● What to do:
A) Write out the passage on quantifier enumeration word for word, starting at "We can load-in" and ending at "print(len(expressions))".
B) According to the passage on quantifier enumeration, up to what depth are the expressions enumerated?

● Passage:

You can access sizes of `X` and `M` in the QuantifierUniverse object:

In [13]:
print(quantifiers_universe.x_size)
print(quantifiers_universe.m_size)

4
3


We created a universe with the number of indices in generated `QuantifierModel`s having 4 indices total, with up to 3 of those indices being considered for pertinence in A or B during the generative process. Therefor, in this example, `['1', '2', '0', '0']` would not be valid, since `M_SIZE` is only 3 and not 4. On the other hand, `['4', '2', '0', '0']` is OK, since the first index is in `X` but not `M`.

Let's enumerate expressions that could be created with the Language of Thought described in the `QuantifierGrammar` we have previously defined.

We'll enumerate expressions up to a depth of 4. Higher depth values allow for more complex expressions that depend on a greater number of rules.

In [14]:
from learn_quant.scripts.generate_expressions import enumerate_quantifiers
expressions_by_meaning = enumerate_quantifiers(4, quantifiers_universe, new_grammar)

In [26]:
len(expressions_by_meaning.values())

3379

Let's save the quantifiers generated in this enumeration process.

In [16]:
from ultk.util.io import write_expressions

write_expressions(expressions_by_meaning.values(), out_path="learn_quant/outputs/generated_expressions.yml")

We can load-in the expressions we just saved in the YAML file we produced in the code block above (provided we also provide the load function a relevant universe of analysis):

In [21]:
from ultk.util.io import read_grammatical_expressions

In [36]:
_, expressions = read_grammatical_expressions("learn_quant/outputs/generated_expressions.yml", quantifiers_grammar)

We get a object that pairs grammatical expressions with their respective `Meaning` objects, which are lists of licensed `QuantifierModels` (<M, A, B>) for that particular expression, given the universe in scope.

In [37]:
print(len(expressions))

3379


In [42]:
list(expressions.keys())[1]

Meaning(mapping=FrozenDict({QuantifierModel(name='0004', M=frozenset({0, 1, 2}), A=frozenset({0, 1, 2}), B=frozenset()): False, QuantifierModel(name='0014', M=frozenset({0, 1, 2}), A=frozenset({0, 1}), B=frozenset({2})): False, QuantifierModel(name='0024', M=frozenset({0, 1, 2}), A=frozenset({0, 1, 2}), B=frozenset({2})): False, QuantifierModel(name='0034', M=frozenset({0, 1, 2}), A=frozenset({0, 1}), B=frozenset()): False, QuantifierModel(name='0040', M=frozenset({0, 1, 3}), A=frozenset({0, 1, 3}), B=frozenset()): False, QuantifierModel(name='0041', M=frozenset({0, 1, 3}), A=frozenset({0, 1}), B=frozenset({3})): False, QuantifierModel(name='0042', M=frozenset({0, 1, 3}), A=frozenset({0, 1, 3}), B=frozenset({3})): False, QuantifierModel(name='0043', M=frozenset({0, 1, 3}), A=frozenset({0, 1}), B=frozenset()): False, QuantifierModel(name='0104', M=frozenset({0, 1, 2}), A=frozenset({0, 2}), B=frozenset({1})): False, QuantifierModel(name='0114', M=frozenset({0, 1, 2}), A=frozenset({0}), B

Every expression object contains a `Meaning` that contains a list of referents that the expression verifies.

● Provided data:
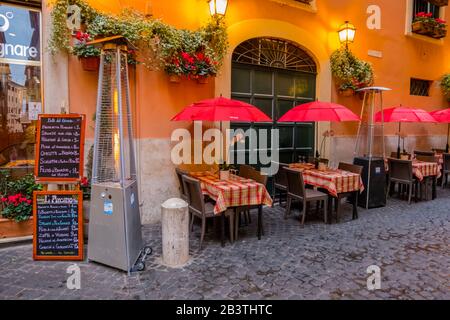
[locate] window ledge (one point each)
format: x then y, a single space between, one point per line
425 38
312 7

● Responses in order:
A)
We can load-in the expressions we just saved in the YAML file we produced in the code block above (provided we also provide the load function a relevant universe of analysis):

In [21]:
from ultk.util.io import read_grammatical_expressions

In [36]:
_, expressions = read_grammatical_expressions("learn_quant/outputs/generated_expressions.yml", quantifiers_grammar)

We get a object that pairs grammatical expressions with their respective `Meaning` objects, which are lists of licensed `QuantifierModels` (<M, A, B>) for that particular expression, given the universe in scope.

In [37]:
print(len(expressions))

B) Up to a depth of 4.